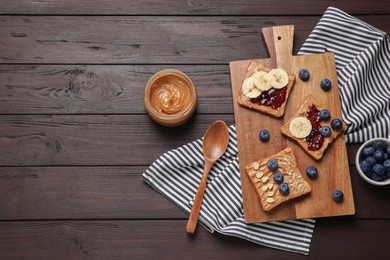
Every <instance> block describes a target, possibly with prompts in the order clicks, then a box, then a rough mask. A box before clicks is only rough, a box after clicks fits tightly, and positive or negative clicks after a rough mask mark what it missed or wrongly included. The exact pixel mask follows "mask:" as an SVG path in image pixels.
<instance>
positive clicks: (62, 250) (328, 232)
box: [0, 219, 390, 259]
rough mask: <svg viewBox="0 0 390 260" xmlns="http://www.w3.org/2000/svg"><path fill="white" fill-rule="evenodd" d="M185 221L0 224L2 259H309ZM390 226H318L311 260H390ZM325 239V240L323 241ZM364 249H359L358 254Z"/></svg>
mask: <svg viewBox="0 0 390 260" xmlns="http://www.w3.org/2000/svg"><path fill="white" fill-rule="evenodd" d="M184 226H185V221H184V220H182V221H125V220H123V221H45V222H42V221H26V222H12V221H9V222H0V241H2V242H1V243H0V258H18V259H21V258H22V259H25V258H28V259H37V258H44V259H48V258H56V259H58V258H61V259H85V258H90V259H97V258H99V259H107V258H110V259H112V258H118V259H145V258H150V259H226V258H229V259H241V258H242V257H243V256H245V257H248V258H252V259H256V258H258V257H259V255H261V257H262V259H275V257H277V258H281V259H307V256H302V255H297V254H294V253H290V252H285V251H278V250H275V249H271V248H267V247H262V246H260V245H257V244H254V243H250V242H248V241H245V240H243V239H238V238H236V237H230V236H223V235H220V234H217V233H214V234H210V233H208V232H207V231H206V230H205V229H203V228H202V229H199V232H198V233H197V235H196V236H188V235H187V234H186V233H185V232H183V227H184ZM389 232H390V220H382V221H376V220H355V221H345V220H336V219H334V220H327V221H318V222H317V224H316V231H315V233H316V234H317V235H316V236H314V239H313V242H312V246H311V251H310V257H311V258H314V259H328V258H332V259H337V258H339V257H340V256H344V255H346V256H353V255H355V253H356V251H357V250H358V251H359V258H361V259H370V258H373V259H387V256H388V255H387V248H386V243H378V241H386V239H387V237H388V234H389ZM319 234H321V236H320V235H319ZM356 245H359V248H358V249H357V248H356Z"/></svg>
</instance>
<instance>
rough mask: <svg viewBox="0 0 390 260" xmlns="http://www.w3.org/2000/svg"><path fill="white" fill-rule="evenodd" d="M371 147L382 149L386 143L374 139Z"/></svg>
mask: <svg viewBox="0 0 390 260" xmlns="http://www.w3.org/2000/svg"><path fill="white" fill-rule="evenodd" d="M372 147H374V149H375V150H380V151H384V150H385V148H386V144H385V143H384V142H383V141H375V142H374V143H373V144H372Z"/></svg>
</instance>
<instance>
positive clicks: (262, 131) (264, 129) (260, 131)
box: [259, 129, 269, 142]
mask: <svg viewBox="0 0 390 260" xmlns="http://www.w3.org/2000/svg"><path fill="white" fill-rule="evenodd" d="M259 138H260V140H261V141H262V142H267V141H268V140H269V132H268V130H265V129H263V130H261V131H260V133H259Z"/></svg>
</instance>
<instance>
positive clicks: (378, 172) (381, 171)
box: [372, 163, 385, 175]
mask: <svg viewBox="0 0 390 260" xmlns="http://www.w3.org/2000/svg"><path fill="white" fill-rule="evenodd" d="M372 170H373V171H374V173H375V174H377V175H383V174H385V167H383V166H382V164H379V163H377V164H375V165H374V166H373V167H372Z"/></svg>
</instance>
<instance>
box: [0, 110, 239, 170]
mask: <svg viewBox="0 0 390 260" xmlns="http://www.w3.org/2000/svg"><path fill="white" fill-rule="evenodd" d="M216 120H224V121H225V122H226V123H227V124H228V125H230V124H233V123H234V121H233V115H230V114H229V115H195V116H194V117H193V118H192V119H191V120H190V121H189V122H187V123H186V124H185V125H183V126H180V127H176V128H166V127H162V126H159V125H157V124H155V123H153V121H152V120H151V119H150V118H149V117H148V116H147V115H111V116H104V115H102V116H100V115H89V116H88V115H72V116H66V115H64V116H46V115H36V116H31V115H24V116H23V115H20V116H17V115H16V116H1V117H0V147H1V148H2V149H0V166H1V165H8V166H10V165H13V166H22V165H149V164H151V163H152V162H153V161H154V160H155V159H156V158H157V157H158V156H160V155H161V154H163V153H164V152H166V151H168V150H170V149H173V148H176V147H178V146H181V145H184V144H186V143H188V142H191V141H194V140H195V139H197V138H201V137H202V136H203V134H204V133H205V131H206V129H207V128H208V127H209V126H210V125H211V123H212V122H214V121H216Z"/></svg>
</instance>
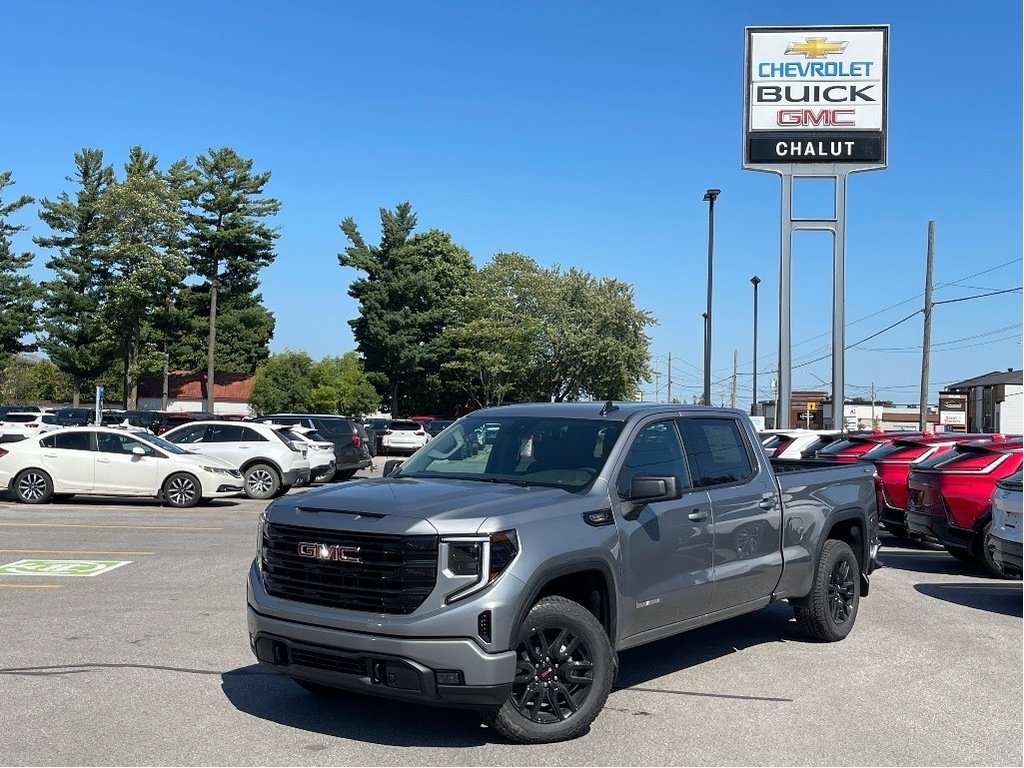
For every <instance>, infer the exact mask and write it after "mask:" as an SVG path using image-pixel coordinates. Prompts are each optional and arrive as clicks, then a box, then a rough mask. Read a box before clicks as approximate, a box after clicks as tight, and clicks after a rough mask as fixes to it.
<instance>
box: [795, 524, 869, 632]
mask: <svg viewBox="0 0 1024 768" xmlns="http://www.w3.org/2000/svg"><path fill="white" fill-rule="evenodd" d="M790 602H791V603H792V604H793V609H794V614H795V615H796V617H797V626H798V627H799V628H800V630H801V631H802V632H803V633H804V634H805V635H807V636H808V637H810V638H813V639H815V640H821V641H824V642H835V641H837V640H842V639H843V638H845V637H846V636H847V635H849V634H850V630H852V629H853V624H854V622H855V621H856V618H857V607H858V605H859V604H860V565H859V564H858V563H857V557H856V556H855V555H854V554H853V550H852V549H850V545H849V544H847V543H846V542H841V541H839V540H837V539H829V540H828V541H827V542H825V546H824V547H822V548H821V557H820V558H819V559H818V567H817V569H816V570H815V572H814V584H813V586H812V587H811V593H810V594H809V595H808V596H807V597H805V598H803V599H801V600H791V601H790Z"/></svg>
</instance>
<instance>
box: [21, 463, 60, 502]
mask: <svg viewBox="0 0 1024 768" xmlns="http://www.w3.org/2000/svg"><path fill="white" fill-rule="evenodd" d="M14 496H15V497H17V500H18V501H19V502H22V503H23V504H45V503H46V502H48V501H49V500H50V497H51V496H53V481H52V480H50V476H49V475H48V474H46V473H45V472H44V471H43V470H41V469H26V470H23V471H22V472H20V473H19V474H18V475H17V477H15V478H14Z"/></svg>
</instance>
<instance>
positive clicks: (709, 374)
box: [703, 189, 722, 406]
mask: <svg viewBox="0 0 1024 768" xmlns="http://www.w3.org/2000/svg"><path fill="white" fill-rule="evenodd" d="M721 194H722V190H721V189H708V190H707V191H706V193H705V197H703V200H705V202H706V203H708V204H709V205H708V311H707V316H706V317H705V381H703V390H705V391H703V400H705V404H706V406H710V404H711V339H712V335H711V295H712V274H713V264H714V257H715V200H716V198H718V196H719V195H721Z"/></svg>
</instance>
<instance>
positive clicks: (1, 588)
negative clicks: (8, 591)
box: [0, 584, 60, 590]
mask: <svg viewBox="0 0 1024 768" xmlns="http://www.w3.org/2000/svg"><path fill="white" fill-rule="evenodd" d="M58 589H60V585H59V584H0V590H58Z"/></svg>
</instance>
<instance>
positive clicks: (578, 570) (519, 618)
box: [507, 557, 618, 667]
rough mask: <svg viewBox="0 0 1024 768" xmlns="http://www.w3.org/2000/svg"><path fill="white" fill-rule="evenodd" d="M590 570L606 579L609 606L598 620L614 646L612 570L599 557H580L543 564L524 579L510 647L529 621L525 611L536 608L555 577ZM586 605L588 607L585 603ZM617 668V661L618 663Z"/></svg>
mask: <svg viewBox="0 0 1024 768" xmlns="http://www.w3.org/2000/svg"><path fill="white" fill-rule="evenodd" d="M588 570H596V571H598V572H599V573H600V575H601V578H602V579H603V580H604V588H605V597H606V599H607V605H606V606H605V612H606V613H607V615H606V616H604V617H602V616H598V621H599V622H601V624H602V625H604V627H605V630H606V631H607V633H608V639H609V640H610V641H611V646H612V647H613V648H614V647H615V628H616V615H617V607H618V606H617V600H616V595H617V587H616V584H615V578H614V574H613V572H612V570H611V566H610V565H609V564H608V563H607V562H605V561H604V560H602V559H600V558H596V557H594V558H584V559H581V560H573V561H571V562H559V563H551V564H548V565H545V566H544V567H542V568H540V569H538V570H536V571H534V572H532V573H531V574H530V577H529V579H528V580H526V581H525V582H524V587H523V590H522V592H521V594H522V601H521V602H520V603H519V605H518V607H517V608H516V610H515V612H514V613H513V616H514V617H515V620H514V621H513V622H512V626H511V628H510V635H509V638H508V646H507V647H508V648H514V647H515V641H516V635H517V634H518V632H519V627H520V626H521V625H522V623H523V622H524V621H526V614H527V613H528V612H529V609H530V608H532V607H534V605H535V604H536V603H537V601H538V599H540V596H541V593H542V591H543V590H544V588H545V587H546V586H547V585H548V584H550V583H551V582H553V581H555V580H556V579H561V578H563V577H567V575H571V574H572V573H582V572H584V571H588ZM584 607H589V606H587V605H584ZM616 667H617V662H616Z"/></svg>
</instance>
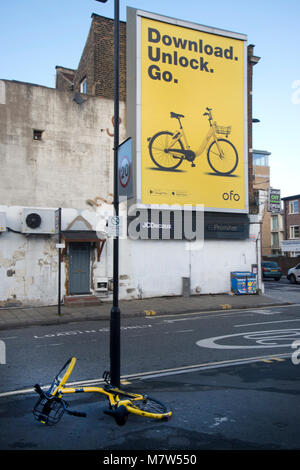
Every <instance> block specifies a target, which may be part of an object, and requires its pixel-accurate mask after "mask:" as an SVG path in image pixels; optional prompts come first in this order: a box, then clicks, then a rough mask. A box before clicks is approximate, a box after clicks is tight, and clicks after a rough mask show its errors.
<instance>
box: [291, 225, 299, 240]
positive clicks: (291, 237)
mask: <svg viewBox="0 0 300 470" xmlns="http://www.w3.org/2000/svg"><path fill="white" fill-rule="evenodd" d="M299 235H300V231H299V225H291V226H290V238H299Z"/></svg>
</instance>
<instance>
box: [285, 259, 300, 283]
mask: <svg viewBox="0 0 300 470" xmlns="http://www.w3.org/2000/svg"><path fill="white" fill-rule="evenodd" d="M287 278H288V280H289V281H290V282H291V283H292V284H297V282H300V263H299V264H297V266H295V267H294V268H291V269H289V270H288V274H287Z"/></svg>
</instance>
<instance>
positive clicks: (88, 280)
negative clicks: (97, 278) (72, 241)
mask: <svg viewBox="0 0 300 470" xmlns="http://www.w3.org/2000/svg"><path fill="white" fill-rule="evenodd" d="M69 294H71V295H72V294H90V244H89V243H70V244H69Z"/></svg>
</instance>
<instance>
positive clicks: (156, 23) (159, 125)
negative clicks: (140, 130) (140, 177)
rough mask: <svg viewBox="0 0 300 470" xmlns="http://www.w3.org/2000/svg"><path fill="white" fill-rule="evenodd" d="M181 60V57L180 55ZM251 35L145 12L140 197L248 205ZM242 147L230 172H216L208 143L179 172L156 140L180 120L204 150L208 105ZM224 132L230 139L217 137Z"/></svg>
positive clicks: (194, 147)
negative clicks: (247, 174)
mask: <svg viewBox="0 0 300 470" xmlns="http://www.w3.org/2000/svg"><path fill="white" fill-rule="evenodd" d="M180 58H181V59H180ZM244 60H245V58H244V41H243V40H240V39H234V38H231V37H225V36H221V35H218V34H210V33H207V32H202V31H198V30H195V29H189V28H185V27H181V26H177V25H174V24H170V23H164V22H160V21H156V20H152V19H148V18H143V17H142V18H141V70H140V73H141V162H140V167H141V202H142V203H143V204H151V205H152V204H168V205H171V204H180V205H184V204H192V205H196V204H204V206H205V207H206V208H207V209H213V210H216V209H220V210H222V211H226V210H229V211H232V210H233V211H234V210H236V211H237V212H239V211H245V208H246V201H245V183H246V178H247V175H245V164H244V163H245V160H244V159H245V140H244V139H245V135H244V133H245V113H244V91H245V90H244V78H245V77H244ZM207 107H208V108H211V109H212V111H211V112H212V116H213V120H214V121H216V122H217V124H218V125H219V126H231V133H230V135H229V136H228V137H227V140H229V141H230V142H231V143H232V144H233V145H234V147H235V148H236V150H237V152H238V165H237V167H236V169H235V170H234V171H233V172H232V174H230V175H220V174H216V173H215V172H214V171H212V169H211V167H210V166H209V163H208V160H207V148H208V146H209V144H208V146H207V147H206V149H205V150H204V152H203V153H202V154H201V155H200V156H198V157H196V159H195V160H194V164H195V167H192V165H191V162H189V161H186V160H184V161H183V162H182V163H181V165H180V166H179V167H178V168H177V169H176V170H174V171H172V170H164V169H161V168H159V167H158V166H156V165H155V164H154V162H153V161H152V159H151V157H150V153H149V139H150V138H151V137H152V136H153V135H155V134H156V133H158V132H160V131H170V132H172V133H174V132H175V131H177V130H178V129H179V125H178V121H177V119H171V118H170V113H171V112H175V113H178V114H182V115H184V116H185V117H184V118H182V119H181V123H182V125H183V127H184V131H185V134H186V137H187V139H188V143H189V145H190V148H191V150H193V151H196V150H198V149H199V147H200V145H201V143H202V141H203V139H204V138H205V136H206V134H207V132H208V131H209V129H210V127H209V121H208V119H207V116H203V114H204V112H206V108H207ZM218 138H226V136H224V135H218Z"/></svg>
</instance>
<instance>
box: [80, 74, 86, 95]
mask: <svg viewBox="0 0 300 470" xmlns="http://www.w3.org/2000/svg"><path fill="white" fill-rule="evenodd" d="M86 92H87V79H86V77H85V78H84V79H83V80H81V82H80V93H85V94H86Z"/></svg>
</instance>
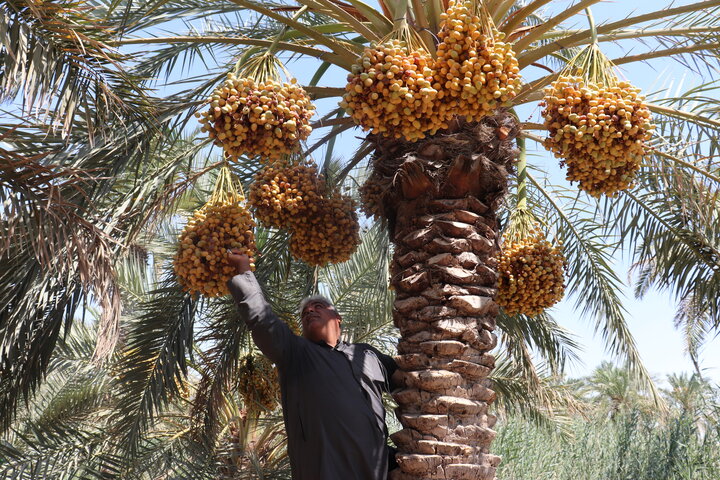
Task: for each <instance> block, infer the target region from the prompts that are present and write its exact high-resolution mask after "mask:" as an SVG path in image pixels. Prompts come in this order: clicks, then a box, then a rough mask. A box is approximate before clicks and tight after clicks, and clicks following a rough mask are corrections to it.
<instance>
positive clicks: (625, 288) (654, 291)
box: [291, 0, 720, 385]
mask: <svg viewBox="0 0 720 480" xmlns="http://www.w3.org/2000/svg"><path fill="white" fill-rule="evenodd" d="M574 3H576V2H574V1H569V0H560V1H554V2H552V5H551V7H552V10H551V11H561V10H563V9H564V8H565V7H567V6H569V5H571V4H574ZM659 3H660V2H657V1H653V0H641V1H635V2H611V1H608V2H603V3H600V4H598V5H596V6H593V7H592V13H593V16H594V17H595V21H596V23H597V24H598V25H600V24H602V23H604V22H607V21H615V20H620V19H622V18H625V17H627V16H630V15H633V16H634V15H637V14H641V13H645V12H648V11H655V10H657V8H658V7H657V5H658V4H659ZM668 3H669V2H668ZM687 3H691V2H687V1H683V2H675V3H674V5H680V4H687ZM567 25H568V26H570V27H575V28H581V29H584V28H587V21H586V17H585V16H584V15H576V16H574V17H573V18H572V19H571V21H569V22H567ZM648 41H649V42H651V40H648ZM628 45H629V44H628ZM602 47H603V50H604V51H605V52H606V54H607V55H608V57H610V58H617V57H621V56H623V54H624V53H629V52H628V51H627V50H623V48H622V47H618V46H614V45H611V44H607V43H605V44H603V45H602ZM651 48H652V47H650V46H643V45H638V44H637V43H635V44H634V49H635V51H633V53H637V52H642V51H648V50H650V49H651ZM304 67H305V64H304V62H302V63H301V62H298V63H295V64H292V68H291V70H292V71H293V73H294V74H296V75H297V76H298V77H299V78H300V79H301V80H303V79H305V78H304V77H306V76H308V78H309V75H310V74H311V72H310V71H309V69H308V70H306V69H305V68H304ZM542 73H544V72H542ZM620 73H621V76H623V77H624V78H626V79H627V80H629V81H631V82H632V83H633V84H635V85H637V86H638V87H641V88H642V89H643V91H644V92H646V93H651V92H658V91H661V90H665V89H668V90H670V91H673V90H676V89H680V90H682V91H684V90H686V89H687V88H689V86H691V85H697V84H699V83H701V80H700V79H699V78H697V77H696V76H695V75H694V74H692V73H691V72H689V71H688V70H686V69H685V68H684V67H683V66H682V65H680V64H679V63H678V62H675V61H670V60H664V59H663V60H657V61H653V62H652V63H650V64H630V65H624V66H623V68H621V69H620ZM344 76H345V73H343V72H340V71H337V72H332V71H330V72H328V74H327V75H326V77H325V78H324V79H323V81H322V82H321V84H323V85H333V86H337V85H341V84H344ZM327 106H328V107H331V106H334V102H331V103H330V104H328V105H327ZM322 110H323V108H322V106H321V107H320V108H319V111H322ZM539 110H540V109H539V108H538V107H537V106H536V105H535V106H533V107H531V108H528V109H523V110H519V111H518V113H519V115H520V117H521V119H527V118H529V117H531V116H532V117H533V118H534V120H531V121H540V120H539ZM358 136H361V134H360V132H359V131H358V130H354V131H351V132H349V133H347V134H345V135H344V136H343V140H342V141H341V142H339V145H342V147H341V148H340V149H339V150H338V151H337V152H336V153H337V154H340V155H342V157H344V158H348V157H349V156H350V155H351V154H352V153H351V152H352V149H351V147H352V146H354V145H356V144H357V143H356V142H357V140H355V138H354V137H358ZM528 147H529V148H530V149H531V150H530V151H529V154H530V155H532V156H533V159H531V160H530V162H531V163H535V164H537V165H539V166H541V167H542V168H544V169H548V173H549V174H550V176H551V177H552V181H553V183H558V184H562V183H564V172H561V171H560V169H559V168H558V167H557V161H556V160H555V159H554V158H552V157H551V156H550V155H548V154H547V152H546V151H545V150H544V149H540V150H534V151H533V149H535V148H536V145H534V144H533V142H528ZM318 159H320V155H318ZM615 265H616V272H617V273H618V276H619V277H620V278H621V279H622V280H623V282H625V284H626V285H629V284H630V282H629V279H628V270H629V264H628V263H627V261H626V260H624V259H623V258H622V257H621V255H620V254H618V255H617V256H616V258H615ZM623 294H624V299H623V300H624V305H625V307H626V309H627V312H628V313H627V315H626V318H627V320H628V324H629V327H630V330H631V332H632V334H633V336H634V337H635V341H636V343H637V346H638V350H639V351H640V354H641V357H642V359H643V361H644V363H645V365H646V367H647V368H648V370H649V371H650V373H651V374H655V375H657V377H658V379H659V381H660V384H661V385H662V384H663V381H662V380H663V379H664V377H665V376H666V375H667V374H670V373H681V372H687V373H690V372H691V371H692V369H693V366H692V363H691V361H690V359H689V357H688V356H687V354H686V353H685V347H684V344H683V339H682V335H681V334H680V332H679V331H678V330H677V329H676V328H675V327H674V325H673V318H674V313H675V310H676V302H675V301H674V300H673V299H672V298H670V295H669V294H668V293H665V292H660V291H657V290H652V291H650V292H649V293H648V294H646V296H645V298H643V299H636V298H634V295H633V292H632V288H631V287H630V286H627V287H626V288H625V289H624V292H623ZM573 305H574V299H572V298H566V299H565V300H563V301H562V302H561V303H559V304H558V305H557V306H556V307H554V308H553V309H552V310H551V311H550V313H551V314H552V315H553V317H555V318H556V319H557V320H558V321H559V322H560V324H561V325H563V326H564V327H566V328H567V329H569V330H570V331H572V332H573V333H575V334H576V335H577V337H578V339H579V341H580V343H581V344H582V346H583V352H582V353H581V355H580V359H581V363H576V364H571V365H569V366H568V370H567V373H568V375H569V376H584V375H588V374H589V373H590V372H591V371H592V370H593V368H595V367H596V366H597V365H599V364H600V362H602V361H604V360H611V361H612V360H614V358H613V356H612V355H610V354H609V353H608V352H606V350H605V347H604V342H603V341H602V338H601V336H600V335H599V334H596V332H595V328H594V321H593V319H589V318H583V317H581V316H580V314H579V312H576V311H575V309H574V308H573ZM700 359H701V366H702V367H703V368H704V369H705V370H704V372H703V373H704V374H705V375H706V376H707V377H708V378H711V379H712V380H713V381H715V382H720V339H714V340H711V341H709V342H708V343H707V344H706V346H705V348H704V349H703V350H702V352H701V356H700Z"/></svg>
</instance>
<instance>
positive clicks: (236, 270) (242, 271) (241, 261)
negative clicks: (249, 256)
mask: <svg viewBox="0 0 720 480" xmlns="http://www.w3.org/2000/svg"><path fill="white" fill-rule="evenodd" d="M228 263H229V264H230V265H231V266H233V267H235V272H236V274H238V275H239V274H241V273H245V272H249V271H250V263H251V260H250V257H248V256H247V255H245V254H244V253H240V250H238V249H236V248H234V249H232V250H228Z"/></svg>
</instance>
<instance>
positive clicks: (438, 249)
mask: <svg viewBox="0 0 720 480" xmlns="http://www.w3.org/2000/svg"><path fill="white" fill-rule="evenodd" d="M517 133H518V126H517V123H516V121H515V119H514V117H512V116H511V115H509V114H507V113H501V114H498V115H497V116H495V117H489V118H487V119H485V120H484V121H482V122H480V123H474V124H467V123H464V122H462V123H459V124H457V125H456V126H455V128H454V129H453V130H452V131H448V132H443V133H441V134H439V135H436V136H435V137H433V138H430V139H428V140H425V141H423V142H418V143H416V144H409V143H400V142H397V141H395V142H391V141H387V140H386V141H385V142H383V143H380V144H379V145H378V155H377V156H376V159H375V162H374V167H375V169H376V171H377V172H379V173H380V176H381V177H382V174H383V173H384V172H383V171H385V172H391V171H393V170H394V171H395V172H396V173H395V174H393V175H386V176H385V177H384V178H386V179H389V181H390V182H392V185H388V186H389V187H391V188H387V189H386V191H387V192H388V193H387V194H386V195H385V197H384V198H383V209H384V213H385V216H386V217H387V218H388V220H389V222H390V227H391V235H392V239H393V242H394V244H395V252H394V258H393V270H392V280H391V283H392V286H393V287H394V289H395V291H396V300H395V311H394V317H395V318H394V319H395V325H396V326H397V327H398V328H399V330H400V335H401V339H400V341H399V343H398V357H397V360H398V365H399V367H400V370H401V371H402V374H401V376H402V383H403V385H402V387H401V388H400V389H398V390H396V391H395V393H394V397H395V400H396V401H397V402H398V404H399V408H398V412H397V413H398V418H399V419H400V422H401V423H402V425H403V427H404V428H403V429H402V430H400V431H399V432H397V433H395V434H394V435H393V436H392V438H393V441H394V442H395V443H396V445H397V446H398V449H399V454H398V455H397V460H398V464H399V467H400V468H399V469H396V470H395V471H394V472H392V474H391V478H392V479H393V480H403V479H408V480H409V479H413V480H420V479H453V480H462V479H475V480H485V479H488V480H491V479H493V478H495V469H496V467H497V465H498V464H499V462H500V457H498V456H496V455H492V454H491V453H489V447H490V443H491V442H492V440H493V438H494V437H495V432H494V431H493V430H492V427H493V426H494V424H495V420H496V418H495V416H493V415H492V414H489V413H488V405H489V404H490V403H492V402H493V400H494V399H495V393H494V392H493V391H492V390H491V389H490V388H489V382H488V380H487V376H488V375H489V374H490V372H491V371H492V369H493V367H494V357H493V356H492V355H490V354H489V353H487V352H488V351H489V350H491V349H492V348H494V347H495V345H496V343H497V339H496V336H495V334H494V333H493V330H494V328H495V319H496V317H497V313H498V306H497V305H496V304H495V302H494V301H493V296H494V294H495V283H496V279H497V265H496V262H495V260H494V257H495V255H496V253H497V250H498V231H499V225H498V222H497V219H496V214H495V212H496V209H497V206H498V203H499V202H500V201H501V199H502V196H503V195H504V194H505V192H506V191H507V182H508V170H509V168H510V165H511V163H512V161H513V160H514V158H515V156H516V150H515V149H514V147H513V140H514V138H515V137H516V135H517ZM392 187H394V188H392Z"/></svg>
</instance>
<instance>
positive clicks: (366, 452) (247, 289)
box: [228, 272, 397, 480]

* **Exercise requirements**:
Look through the listing and return each line containing the word "optional".

* **Response to the exercise**:
For every <instance>, infer the exact mask and write it after "mask:" as an SVG path using image-pixel coordinates. Prompts are each optional and arrive as clicks, then a box, then a rough mask. Read a box before clicks as approximate, a box after clicks as tight, and clicks after a rough mask as fixes to it.
Every <instance> block specifies a target, which may be part of an object, and requires its pixel-accurate mask after "mask:" as an SVG path in image pixels; optional prompts come first in this order: a box, then clicks, then a rough mask. A box before clicks is approximate, a box after clicks is tight, and clicks after a rough mask show its errors.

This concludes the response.